■ What the task requires:
Pick every line out of the entries below that has the string "hooded", and copy it.

[Collected data entries]
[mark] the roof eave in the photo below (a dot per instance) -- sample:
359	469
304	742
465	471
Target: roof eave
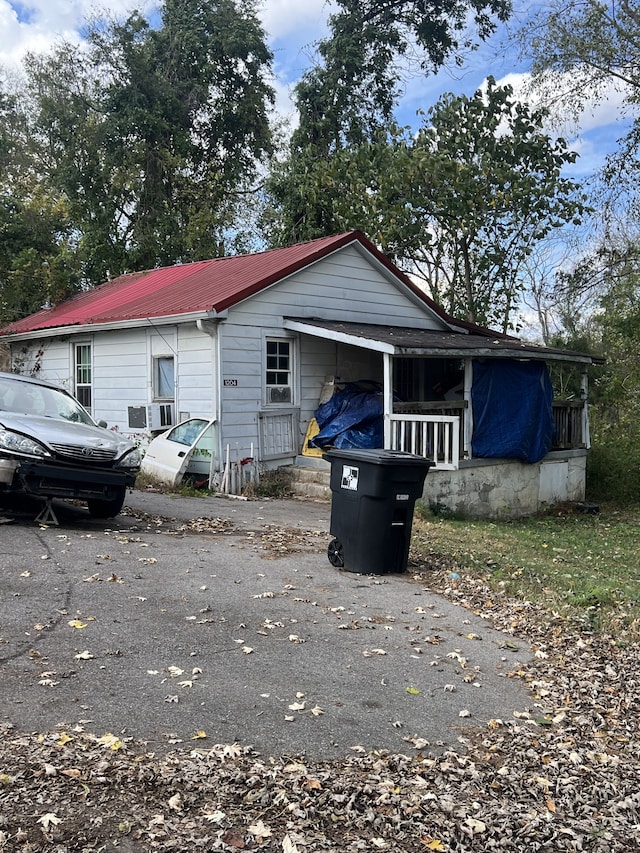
112	325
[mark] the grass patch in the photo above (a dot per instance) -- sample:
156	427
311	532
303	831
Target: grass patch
582	566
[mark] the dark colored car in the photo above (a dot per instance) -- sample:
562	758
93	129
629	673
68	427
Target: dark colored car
50	447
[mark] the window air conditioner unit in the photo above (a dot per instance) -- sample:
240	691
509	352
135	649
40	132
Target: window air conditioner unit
279	394
160	416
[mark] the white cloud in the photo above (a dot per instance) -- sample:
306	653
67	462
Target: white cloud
303	20
36	25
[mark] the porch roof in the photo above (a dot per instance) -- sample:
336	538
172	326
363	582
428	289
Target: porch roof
407	341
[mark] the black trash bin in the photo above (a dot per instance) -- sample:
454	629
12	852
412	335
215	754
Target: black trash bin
373	495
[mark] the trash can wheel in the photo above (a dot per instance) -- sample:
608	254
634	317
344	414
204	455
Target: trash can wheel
335	553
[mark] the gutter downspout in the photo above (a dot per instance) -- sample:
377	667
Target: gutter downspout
206	327
387	397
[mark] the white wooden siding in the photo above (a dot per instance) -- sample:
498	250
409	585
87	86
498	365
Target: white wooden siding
47	359
196	373
344	286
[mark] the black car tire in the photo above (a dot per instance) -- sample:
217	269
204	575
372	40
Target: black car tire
106	509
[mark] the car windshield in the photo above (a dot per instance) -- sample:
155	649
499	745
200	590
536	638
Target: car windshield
27	398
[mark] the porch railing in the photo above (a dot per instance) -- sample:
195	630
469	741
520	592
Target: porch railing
439	435
435	437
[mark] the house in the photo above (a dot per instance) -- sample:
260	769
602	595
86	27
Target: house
253	342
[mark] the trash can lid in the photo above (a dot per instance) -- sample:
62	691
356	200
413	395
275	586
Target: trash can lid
378	456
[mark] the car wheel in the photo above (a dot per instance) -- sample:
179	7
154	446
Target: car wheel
106	509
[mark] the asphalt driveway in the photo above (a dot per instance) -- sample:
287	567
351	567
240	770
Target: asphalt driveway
222	621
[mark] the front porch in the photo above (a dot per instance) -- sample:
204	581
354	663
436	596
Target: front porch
441	431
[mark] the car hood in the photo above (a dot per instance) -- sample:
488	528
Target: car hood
55	431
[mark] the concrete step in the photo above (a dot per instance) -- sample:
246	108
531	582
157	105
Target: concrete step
310	481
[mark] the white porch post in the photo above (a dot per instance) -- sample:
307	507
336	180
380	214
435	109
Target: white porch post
387	397
468	411
584	395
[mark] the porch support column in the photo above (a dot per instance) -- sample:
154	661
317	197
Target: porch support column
584	396
467	413
387	397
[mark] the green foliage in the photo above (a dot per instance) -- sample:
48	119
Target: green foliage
462	203
346	100
581	566
581	51
154	135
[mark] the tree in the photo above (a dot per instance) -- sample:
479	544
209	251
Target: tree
155	135
347	98
37	264
581	50
461	203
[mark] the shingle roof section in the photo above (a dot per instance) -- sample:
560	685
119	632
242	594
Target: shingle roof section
202	286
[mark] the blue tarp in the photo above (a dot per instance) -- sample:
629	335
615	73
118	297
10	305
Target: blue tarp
512	414
352	417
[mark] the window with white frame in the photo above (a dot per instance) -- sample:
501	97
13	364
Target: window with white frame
164	377
279	370
83	376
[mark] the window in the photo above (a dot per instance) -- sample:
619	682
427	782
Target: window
83	374
164	378
279	371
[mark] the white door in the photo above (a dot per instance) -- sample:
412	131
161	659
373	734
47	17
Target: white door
186	447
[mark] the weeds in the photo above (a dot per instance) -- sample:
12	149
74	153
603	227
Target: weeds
583	566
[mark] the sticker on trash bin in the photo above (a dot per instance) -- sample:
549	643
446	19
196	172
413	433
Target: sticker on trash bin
349	478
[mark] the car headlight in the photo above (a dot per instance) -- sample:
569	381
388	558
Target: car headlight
15	442
132	459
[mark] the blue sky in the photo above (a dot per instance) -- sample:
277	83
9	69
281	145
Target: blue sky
292	27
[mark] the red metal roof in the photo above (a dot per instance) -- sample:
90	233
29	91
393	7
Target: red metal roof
201	286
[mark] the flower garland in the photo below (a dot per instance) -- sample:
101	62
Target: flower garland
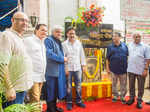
97	67
92	16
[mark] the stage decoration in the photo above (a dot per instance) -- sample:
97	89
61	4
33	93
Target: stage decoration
98	53
95	90
93	16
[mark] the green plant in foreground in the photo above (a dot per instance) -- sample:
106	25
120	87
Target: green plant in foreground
11	71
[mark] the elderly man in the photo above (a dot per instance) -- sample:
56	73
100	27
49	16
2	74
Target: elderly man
36	50
76	63
11	43
138	63
116	64
55	72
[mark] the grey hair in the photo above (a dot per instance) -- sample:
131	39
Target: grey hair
137	33
57	27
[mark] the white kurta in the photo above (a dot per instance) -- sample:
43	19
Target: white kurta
36	50
11	43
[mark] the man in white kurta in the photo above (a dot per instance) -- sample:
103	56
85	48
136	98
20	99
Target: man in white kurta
36	49
11	44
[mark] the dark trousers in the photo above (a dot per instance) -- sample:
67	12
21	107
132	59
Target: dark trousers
141	82
19	99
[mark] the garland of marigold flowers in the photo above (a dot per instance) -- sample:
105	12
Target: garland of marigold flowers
97	67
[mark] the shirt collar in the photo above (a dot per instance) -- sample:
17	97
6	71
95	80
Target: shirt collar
12	30
117	46
70	42
37	38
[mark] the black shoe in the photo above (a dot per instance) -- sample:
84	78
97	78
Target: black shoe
130	102
148	103
139	105
58	109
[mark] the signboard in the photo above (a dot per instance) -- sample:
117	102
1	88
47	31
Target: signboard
135	9
94	37
145	38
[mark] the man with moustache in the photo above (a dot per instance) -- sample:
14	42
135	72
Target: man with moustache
116	65
74	66
138	63
55	72
36	50
11	44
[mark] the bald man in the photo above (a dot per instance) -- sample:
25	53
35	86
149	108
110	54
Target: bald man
11	43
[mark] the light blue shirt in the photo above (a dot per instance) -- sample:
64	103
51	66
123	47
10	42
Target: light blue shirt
75	54
138	53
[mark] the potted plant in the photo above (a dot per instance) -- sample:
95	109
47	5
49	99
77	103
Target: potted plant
15	66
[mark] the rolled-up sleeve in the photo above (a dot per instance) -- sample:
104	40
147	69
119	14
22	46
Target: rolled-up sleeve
147	52
5	48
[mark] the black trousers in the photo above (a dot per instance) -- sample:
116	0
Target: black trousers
140	82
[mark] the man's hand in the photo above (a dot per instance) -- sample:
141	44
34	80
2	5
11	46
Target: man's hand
144	74
65	59
67	72
108	71
84	69
10	94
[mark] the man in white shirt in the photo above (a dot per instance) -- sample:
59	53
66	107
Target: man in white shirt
36	50
73	50
11	44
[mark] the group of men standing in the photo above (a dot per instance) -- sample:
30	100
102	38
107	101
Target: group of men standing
56	63
133	60
47	60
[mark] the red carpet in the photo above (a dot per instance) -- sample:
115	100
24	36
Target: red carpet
106	105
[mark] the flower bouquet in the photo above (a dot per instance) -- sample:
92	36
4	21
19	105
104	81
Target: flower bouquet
93	16
15	66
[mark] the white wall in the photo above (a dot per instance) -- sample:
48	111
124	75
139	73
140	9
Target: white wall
59	9
43	12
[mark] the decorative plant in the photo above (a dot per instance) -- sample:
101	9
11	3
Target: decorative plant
11	70
93	16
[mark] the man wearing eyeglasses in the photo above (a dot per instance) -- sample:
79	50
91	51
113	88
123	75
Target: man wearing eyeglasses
138	62
11	44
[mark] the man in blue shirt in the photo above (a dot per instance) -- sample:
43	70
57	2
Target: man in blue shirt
138	62
116	64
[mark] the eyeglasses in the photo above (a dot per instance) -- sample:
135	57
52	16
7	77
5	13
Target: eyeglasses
21	19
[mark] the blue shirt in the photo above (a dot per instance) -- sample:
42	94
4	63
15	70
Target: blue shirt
117	57
138	53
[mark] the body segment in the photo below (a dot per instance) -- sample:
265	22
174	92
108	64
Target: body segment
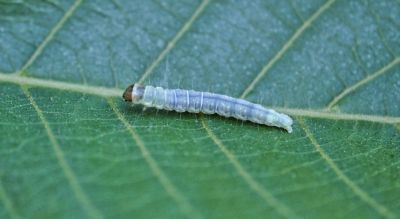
208	103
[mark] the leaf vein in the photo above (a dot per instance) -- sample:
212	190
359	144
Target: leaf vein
114	92
362	82
69	174
364	196
49	37
253	184
169	187
171	44
286	47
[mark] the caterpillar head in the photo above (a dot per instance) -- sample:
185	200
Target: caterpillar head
133	93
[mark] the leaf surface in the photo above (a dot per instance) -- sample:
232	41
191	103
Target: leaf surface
71	148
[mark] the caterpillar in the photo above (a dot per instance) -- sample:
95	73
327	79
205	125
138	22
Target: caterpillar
205	102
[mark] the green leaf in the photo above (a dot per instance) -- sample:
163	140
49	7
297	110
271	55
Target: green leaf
71	148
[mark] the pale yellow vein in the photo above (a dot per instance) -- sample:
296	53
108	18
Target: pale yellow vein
253	184
364	196
49	37
7	202
338	116
169	187
174	40
363	82
86	89
286	46
113	92
69	174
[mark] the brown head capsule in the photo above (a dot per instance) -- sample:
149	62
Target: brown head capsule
128	93
133	93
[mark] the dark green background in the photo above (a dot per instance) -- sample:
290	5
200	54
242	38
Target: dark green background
74	149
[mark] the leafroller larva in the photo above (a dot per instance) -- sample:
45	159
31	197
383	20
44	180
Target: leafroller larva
205	102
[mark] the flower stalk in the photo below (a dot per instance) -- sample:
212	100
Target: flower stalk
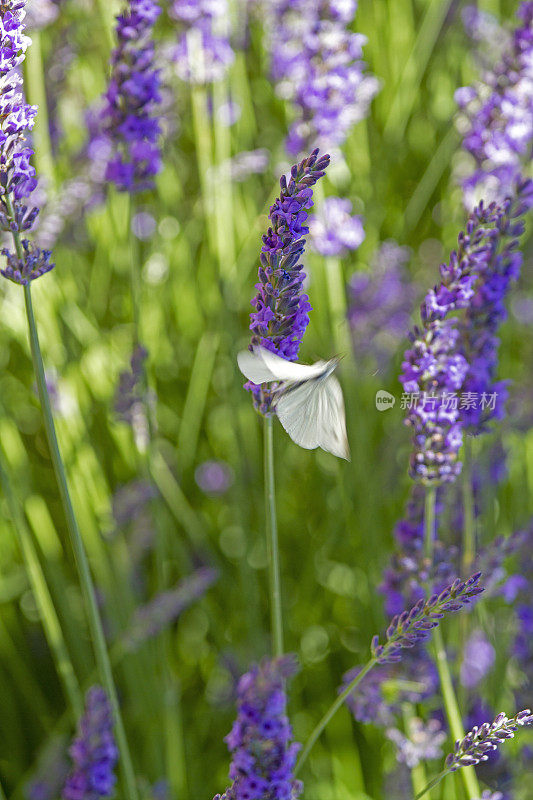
276	612
451	705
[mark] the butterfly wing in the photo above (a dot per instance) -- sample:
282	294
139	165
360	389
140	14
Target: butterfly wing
313	416
253	367
289	371
299	413
261	366
332	427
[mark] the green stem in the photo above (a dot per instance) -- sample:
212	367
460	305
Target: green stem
336	287
106	19
330	713
95	623
172	720
43	599
272	542
432	783
448	693
469	531
135	275
429	522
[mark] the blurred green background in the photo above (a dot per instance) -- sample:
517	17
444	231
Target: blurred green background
198	271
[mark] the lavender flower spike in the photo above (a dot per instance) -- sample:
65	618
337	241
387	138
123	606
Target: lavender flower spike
496	117
449	354
17	176
479	742
317	65
130	115
263	759
281	308
93	751
414	626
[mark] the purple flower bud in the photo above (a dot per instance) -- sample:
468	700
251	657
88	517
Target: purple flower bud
130	114
93	751
263	757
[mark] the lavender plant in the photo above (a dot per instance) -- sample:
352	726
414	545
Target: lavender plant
449	355
93	751
317	64
281	307
26	264
404	632
130	116
263	757
496	118
203	53
479	742
159	613
379	305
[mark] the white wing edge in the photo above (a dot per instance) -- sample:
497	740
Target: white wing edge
261	366
333	437
298	414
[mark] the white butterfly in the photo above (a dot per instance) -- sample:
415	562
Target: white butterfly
309	401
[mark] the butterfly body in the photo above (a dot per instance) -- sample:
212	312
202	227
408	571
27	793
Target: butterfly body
308	400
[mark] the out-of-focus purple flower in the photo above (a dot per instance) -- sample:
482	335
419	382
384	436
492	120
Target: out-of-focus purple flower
411	627
480	741
496	269
203	53
380	303
40	14
409	573
422	743
214	477
451	354
281	308
151	619
130	117
316	61
262	755
333	231
52	769
93	751
496	118
382	692
132	399
478	659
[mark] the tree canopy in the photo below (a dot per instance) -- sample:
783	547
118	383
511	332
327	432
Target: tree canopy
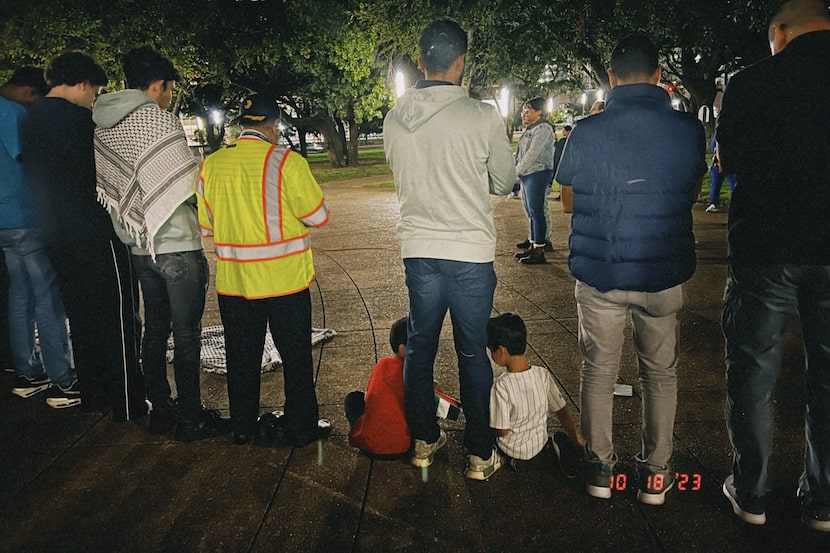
332	62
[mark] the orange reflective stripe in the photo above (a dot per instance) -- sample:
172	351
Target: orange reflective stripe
262	252
272	194
318	217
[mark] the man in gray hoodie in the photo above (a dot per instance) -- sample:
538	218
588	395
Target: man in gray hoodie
146	179
448	153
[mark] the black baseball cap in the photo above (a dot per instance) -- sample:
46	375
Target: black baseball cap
257	108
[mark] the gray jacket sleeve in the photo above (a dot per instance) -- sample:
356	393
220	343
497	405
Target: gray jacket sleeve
500	164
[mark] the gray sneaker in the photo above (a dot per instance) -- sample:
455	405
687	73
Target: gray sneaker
61	398
751	512
26	387
482	469
423	454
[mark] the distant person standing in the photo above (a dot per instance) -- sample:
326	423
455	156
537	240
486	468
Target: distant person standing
258	200
34	297
632	248
99	290
534	167
779	253
717	178
153	210
442	144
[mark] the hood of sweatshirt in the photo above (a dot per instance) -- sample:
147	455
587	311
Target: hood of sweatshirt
419	105
110	109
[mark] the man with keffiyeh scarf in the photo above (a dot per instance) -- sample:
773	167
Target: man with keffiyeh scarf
146	175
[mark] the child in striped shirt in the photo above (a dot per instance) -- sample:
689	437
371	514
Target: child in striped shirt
520	401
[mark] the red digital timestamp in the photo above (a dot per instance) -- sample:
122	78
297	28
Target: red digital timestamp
683	482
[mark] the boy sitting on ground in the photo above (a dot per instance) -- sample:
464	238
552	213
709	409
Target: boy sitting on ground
377	419
520	400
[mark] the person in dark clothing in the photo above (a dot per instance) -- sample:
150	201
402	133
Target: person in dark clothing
779	253
98	287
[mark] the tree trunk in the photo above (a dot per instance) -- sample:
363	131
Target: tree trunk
351	158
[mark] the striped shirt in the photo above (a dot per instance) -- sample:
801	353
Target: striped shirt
520	402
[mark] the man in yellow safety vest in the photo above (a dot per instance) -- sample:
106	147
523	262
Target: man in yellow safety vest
258	199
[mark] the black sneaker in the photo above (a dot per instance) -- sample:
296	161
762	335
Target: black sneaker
653	486
535	256
750	511
524	253
815	515
270	430
568	453
597	478
26	387
61	398
301	440
207	424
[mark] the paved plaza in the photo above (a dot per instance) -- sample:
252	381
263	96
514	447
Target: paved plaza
75	481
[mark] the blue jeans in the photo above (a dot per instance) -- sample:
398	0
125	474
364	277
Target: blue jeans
535	188
759	302
602	320
466	289
174	287
34	298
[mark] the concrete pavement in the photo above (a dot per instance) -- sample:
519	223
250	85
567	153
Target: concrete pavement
74	481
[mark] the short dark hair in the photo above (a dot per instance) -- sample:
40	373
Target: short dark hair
143	66
74	67
441	43
507	330
398	334
536	104
30	76
633	56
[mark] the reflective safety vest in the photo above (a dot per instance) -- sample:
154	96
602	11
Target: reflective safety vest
258	200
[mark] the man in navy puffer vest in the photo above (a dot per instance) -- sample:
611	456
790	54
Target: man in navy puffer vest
635	170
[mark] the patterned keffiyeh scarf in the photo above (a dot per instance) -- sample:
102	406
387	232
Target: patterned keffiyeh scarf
145	170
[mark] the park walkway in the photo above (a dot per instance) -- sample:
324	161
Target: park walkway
74	481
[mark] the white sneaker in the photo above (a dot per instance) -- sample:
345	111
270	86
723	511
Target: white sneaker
480	469
423	454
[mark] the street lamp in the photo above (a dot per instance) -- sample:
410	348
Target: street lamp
400	84
504	102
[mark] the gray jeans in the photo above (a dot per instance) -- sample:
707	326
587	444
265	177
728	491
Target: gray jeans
602	320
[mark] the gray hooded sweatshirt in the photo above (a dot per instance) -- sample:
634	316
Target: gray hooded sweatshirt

■ Answer to the problem:
[mark] the gray hooded sweatshirt in the photo above (a dot per instance) -- sample:
Target: gray hooded sweatshirt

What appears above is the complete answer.